WORK ORDER
Please reproduce every entry, keeping each one exact.

+ + + + + + +

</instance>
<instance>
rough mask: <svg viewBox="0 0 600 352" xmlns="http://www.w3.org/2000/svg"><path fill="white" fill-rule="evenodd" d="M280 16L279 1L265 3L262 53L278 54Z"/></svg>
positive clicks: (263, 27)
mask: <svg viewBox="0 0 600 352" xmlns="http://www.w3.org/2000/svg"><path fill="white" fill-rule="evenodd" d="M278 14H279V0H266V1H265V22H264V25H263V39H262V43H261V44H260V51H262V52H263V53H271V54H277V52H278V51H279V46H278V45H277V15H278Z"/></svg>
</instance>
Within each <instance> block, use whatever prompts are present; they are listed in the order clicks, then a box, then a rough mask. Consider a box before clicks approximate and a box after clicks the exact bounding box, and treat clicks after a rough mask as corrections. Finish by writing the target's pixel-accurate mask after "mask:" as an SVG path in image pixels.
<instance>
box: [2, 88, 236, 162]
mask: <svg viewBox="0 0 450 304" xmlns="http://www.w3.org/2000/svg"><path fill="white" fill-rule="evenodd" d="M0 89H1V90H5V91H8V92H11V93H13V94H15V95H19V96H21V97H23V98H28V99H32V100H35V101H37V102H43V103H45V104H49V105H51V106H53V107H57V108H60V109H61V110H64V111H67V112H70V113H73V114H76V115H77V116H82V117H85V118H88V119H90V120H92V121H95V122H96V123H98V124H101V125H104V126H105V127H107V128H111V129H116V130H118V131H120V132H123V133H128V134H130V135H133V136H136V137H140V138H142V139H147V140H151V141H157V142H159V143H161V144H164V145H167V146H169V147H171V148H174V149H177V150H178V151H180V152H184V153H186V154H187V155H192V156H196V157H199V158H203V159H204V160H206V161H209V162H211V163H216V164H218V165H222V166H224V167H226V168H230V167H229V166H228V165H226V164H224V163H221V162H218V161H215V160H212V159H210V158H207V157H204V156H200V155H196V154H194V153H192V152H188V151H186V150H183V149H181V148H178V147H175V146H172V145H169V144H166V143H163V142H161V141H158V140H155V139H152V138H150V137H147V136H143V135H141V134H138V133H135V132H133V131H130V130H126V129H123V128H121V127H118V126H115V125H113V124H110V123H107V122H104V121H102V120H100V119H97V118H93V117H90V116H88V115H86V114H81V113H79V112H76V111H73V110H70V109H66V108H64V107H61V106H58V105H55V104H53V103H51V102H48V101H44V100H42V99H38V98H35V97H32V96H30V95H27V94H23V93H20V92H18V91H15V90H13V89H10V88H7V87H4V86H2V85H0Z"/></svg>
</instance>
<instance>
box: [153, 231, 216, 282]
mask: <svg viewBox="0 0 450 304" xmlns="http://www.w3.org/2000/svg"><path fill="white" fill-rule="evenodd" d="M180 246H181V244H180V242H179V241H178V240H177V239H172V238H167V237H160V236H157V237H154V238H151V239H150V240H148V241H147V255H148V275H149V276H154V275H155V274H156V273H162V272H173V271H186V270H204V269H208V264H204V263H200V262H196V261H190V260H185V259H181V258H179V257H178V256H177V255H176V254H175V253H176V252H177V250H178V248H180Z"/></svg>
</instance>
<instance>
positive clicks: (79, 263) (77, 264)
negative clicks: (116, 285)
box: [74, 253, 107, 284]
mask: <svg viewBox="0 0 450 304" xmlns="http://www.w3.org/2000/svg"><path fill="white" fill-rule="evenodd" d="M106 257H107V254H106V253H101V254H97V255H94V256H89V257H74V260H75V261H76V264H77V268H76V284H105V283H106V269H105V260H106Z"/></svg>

+ + + + + + +

RESULT OF THE TASK
</instance>
<instance>
rough mask: <svg viewBox="0 0 600 352" xmlns="http://www.w3.org/2000/svg"><path fill="white" fill-rule="evenodd" d="M280 16L279 1L265 3L262 53L278 54Z"/></svg>
positive clicks: (263, 27)
mask: <svg viewBox="0 0 600 352" xmlns="http://www.w3.org/2000/svg"><path fill="white" fill-rule="evenodd" d="M278 14H279V0H266V1H265V22H264V25H263V39H262V43H261V44H260V51H262V52H263V53H271V54H277V52H278V51H279V46H278V45H277V15H278Z"/></svg>
</instance>
Within each <instance> block, use whatever prompts are present; they are listed in the order clicks, then a box, then a rough mask. Consider a box before clicks approximate and a box after clicks the exact bounding box, and treat clicks after a rough mask as corrections. Finish by writing the target's pixel-accurate mask after "mask:" as an SVG path in image pixels.
<instance>
box: [2, 88, 236, 162]
mask: <svg viewBox="0 0 450 304" xmlns="http://www.w3.org/2000/svg"><path fill="white" fill-rule="evenodd" d="M0 89H1V90H5V91H8V92H11V93H13V94H15V95H19V96H21V97H23V98H28V99H32V100H35V101H37V102H43V103H45V104H49V105H51V106H53V107H57V108H60V109H61V110H64V111H67V112H70V113H73V114H76V115H77V116H82V117H85V118H88V119H90V120H92V121H95V122H96V123H98V124H101V125H104V126H105V127H107V128H111V129H116V130H118V131H120V132H123V133H128V134H130V135H133V136H136V137H140V138H142V139H147V140H151V141H157V142H159V143H161V144H164V145H167V146H169V147H171V148H174V149H177V150H178V151H180V152H184V153H186V154H187V155H192V156H196V157H199V158H203V159H204V160H206V161H209V162H211V163H216V164H218V165H222V166H224V167H226V168H230V167H229V166H228V165H226V164H224V163H221V162H218V161H215V160H212V159H210V158H207V157H204V156H200V155H196V154H194V153H192V152H188V151H186V150H183V149H181V148H178V147H175V146H172V145H169V144H166V143H163V142H161V141H158V140H155V139H152V138H150V137H147V136H143V135H141V134H138V133H135V132H133V131H130V130H126V129H123V128H121V127H118V126H115V125H113V124H110V123H107V122H104V121H102V120H100V119H97V118H93V117H90V116H88V115H86V114H81V113H79V112H76V111H73V110H70V109H66V108H64V107H61V106H58V105H55V104H53V103H51V102H48V101H44V100H42V99H38V98H35V97H32V96H30V95H27V94H23V93H20V92H18V91H15V90H13V89H10V88H7V87H4V86H2V85H0Z"/></svg>
</instance>
<instance>
box: [153, 231, 216, 282]
mask: <svg viewBox="0 0 450 304" xmlns="http://www.w3.org/2000/svg"><path fill="white" fill-rule="evenodd" d="M180 246H181V244H180V242H179V241H178V240H177V239H172V238H167V237H160V236H157V237H154V238H151V239H150V240H148V241H147V255H148V275H149V276H154V275H155V274H156V273H162V272H173V271H186V270H204V269H208V264H204V263H200V262H196V261H190V260H185V259H181V258H179V257H178V256H177V255H176V254H175V253H176V252H177V250H178V248H180Z"/></svg>
</instance>
<instance>
positive clicks: (79, 263) (77, 264)
negative clicks: (116, 285)
box: [74, 253, 107, 284]
mask: <svg viewBox="0 0 450 304" xmlns="http://www.w3.org/2000/svg"><path fill="white" fill-rule="evenodd" d="M106 257H107V254H106V253H101V254H97V255H94V256H89V257H74V260H75V261H76V264H77V268H76V284H105V283H106V269H105V260H106Z"/></svg>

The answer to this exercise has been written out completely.